# JOB
Reproduce the lines below word for word, leaving out the pictures.

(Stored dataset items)

##############################

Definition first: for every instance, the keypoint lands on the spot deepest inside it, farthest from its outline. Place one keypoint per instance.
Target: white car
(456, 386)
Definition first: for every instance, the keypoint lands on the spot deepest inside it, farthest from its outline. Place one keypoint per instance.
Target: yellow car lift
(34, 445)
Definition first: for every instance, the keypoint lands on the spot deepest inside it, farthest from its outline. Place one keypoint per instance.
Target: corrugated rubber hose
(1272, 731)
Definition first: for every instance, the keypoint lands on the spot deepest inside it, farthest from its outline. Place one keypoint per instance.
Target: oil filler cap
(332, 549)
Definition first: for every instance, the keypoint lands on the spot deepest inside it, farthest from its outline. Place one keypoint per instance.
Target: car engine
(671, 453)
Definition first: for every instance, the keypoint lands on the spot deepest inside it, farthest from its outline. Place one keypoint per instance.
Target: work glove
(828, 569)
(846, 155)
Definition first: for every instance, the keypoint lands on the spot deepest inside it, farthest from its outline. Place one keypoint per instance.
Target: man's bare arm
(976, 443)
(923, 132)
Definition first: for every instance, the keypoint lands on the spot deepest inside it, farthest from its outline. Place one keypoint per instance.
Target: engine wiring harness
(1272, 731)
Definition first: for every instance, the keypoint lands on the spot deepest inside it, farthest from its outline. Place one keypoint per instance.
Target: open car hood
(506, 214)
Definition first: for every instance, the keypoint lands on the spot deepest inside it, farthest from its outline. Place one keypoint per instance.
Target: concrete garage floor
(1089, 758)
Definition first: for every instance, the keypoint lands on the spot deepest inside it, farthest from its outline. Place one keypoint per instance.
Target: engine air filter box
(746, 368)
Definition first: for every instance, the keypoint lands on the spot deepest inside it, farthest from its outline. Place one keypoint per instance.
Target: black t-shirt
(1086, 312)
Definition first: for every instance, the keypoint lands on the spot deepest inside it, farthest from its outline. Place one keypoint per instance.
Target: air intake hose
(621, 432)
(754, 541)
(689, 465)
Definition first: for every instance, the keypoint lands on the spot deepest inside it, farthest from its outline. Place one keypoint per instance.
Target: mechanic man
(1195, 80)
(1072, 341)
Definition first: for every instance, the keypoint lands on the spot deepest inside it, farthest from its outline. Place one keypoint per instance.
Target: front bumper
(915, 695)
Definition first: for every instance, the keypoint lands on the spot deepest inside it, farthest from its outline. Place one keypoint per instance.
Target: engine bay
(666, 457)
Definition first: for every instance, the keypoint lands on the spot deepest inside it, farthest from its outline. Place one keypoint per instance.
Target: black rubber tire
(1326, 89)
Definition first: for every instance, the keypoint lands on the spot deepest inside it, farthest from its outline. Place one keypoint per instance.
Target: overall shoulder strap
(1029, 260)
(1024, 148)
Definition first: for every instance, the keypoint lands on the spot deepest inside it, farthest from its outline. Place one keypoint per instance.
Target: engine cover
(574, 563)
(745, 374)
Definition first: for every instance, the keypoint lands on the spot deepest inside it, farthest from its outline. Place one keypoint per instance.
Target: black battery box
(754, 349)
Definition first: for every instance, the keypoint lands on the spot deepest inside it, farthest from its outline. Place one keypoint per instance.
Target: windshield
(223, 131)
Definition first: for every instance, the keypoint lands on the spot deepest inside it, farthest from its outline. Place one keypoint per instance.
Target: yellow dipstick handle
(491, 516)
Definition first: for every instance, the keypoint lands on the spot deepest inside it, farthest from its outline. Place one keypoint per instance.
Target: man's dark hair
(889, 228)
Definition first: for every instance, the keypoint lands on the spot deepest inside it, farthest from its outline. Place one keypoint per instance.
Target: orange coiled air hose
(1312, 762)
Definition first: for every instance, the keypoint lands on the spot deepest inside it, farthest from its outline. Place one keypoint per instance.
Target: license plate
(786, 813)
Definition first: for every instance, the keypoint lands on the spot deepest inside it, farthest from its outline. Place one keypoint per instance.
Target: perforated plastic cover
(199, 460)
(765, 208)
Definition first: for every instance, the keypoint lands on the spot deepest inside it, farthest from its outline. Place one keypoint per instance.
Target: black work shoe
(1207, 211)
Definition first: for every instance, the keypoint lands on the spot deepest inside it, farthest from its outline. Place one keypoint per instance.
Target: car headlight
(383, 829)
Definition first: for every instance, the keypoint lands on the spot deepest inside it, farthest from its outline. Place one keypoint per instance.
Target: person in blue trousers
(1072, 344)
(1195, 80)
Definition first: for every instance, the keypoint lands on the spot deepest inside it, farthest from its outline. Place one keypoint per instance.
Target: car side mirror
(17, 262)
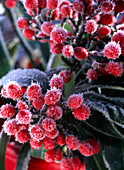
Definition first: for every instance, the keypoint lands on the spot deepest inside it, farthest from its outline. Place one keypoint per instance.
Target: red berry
(11, 127)
(22, 105)
(82, 113)
(119, 38)
(103, 31)
(56, 82)
(80, 53)
(92, 74)
(33, 91)
(107, 19)
(112, 50)
(30, 4)
(7, 110)
(22, 136)
(76, 162)
(53, 134)
(51, 155)
(52, 4)
(66, 75)
(68, 51)
(54, 112)
(48, 143)
(14, 91)
(37, 132)
(72, 142)
(67, 164)
(35, 144)
(66, 11)
(91, 26)
(28, 33)
(58, 35)
(60, 140)
(57, 48)
(47, 27)
(107, 7)
(114, 68)
(78, 6)
(22, 23)
(24, 117)
(42, 3)
(39, 102)
(74, 101)
(48, 124)
(52, 97)
(10, 3)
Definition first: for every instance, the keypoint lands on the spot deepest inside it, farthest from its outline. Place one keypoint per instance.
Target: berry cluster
(40, 119)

##############################

# EXERCISE OUTPUT
Definition first: for every instance, the keypoint lands on the spot deepest inside it, farthest from its outline. Place one keypoint per instance.
Target: white car
(456, 386)
Definition first: for every instance, the keypoint lands on the spot deepest inside it, farthest from its outline. Place one keypoint per instance.
Target: yellow car lift
(34, 445)
Definition first: for every instance, the keypoint lands on the spot deepest inside it, farthest from its outline. Place one keypoint per instance.
Target: corrugated rubber hose
(1272, 731)
Definition first: for every instance, the keypoint lands on the spot deepest inside it, farthest from its outline. Place one keypoint per instance.
Target: oil filler cap
(332, 549)
Definition first: for every instance, the keypoint lands on the spot deepest inside it, farthest from its outline. Place one keypoint per instance.
Target: car engine
(671, 453)
Definition first: for every instance, the keypoint lands on the spot deepest inside it, farthest from its outline. Place one keypoint per instance.
Target: work glove
(828, 569)
(846, 155)
Definition first: for every instance, the keypoint lands on the spot deepest inside it, farthest from its outline. Place one keypoint per instance.
Target: man's bare arm
(976, 443)
(923, 132)
Definition first: for every instance, the keypoint lands on the spot deepest inside it, farthest from its outline. Place one keypoint per instance.
Target: engine wiring harness
(1272, 731)
Definition first: for every instance, the keypoint lands on the spot deepest inside it, farthest from its outline. Place one keypoint per instance.
Target: open car hood
(506, 214)
Definition first: for every instance, the keypoint lands on the spot deepest inside it, farthest from its outline. Place one keypoint per instance.
Target: concrete garage floor
(1089, 758)
Definition first: for every instance, the keypoint lands on the spot deepest inside it, farthest from its outline. Place one keypoint per instance.
Target: engine air filter box
(746, 368)
Definition first: for every instance, the keypoint lands on the spot deepest inside it, farthest from its outline. Place one keypoint per instance.
Target: black t-shirt
(1086, 312)
Definition first: for every instance, the keypoint lands on the spot deepest inside it, farthest from its outline. Place one keypoint per instance.
Target: air intake hose
(621, 432)
(754, 541)
(689, 465)
Definition first: for every instance, the keypoint lands on the spot deepest inside it, farthest from its outline. Place one keypoint per instance.
Target: mechanic man
(1195, 80)
(1072, 341)
Definition first: for every instance, the keypoint lands on the spot deepest inside it, farthest from its outline. Place one keypoint per instance.
Target: front bumper
(915, 695)
Definition first: for every instance, the keypoint lands on the spot deepest inside it, farthest from its outline. Place one keypoint per instance.
Target: engine bay
(666, 457)
Definition first: for every instance, the keypoint lands on the spot deepest inside it, farthest from its outline. Place one keypoint per instance.
Target: black rubber tire
(1326, 89)
Definition first: for every instance, the keypoint lands on the spot deepest inside it, farthest from its outline. Place one keypoint per instance.
Target: overall shoulder strap
(1029, 260)
(1024, 148)
Definition first: for every instance, the keypoint lands on the spot deepest inside it, farthest from its outline. Place one keypoint per instance.
Target: engine cover
(574, 563)
(745, 374)
Definition first: for every instance, the keypoint lands on the spot deepest inside it, farthest from its outline. Place one keypoint per instance.
Target: black battery box
(754, 349)
Definition first: for every instance, the keypoint lands on the spot deepest inside it, farthest from its outline. Place one keypoint per instance.
Target: windshield
(223, 131)
Definition first: for every instance, the keypoint lands on the spot deepest inside it, farthest from its outline. Place one keypoint per instance.
Target: yellow dipstick handle
(491, 516)
Definition first: for every instance, the keypoint lands on the spot deepest inside it, farthest from its outline. Place one keypoint per instance.
Target: man's dark hair
(889, 228)
Definition first: for every instance, the keypoint lands on the spot deepest inside it, farthest from its outline. Place one keypoint per instance.
Target: orange coiled air hose
(1312, 762)
Definition first: for every instance, the keypoint lands on the spot deepest inside it, farthest from its outline. Place one keypoint per instance.
Target: license plate
(786, 813)
Definition first: for every instance, the keypoint lands on the spot deepest inside it, farthest from its outline. Place one keypoint per instance.
Target: perforated plastic cover
(199, 460)
(765, 208)
Definition first: for every instance, the keypoint lands on the spot deepest inside it, farthest from its outline. Place one keypoint per instance.
Target: black work shoe
(1207, 211)
Definition first: for every instance, the keypoint lands on the spot deepest inside it, farthest from its outline. Place one keypoint per instance.
Target: car headlight
(383, 829)
Definition first: for every instance, the keypoint lands on the spot deepest inside it, farthest from its outline. Place one keypoint per instance.
Target: person in blue trousers
(1072, 344)
(1195, 80)
Definition first: for every instance, the keypoint lands on the spot deepest inside it, farthest from its outline. Place one keypoint per instance.
Target: car side mirror
(17, 262)
Definition first: for every instance, the keypoint lands on the spot deepest inside it, farthest from its outline. Place one keypoint per instance.
Target: red berry
(11, 127)
(22, 105)
(82, 113)
(119, 38)
(103, 31)
(56, 82)
(80, 53)
(92, 74)
(33, 91)
(107, 19)
(112, 50)
(30, 4)
(7, 110)
(22, 136)
(76, 162)
(53, 134)
(51, 155)
(52, 4)
(66, 75)
(68, 51)
(54, 112)
(48, 143)
(14, 91)
(37, 132)
(72, 142)
(67, 164)
(35, 144)
(66, 11)
(91, 26)
(28, 33)
(58, 35)
(60, 140)
(57, 48)
(47, 27)
(107, 7)
(114, 68)
(78, 6)
(22, 23)
(24, 117)
(42, 3)
(39, 102)
(74, 101)
(48, 124)
(52, 97)
(10, 3)
Definition first: for every instance, the keypoint lands on the spot deepest inside it, farthest from its outline. Place one keypoint per instance.
Target: berry cluster
(40, 119)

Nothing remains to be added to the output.